→ **What you will do**:
**A.** Translate this sentence from the battery charge settings post into Spanish: "I never want my 12v LiFePO4 battery to see more than 14.6 v."
**B.** Write out the part of the battery charge settings post between "Took a look" and "than 14.6 v.", inclusive.

Took a look at your charge settings, thanks Randy. Assuming that I can get it to work again, my one last setting question is the boost voltage. Fortune says 3.65 per cell, or 14.6 for a 12V pack. Is this a little high? If I do want to use 14.6, obviously I need to raise the high voltage disconnect and charge limit voltage.
-I would use High Voltage Disconnect 14.6 v (this assuming the device looks at the storage battery, and not the start battery for this voltage, there is no info with the device or app that defines this voltage point source). I never want my 12v LiFePO4 battery to see more than 14.6 v.
-I would use Charge Limit Voltage 14.4 v because that is what BB stated the charge limit voltage should be.
-I would use Equalizing Charge Volt 14.4 v because I never want to apply an equalize voltage, but if it happens, I want to, limit that voltage to charge limit voltage.
-I would use Boost Charge Volt 14.4 v because this is the voltage i want the boost charge phase to end at, and the voltage I want the Absorb Charge phase to be held at.

→ **Material**:
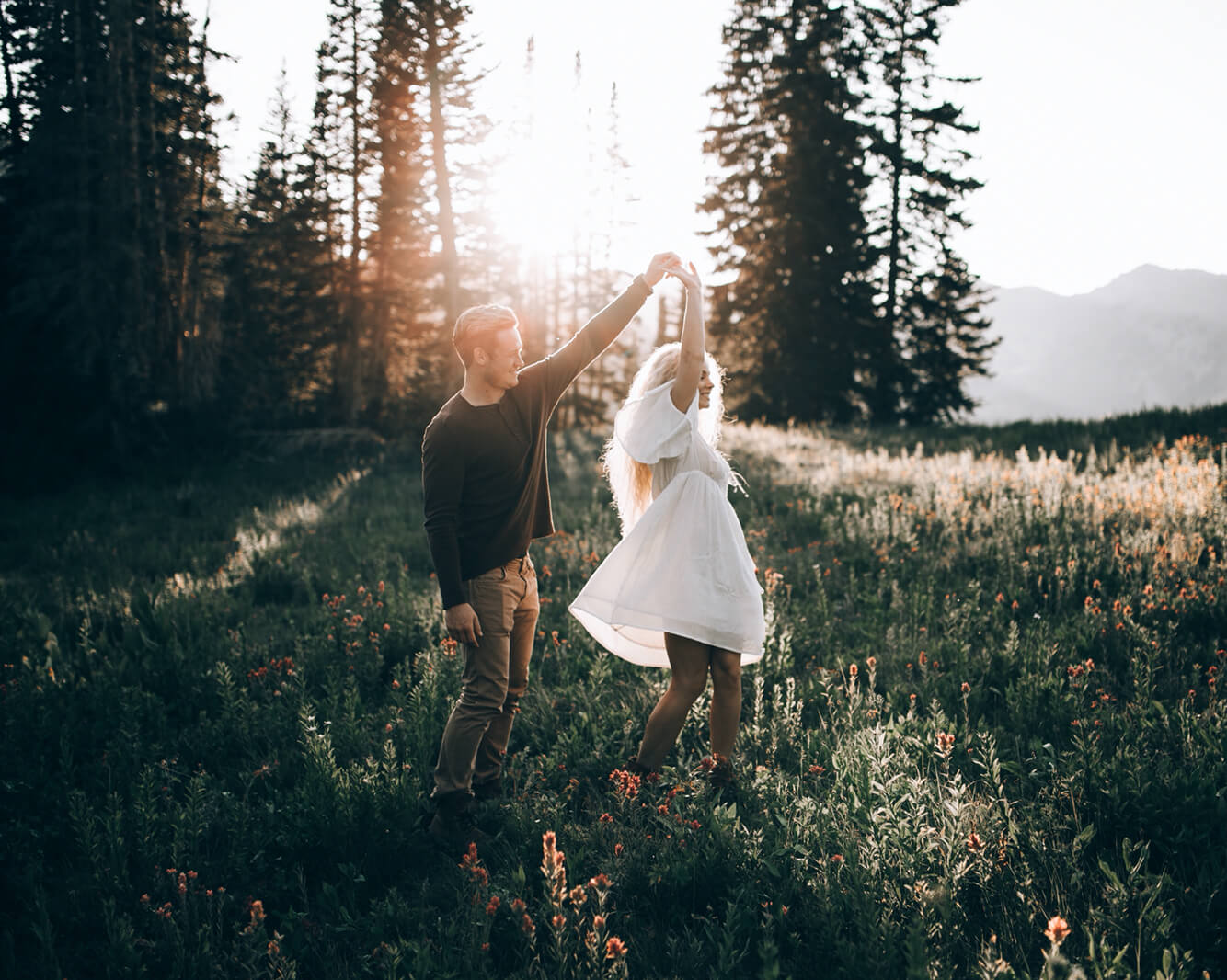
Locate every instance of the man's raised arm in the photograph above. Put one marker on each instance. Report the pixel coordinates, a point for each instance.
(565, 364)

→ **Answers given**:
**A.** Nunca quiero que mi batería LiFePO4 de 12 V reciba más de 14,6 V.

**B.**
Took a look at your charge settings, thanks Randy. Assuming that I can get it to work again, my one last setting question is the boost voltage. Fortune says 3.65 per cell, or 14.6 for a 12V pack. Is this a little high? If I do want to use 14.6, obviously I need to raise the high voltage disconnect and charge limit voltage.
-I would use High Voltage Disconnect 14.6 v (this assuming the device looks at the storage battery, and not the start battery for this voltage, there is no info with the device or app that defines this voltage point source). I never want my 12v LiFePO4 battery to see more than 14.6 v.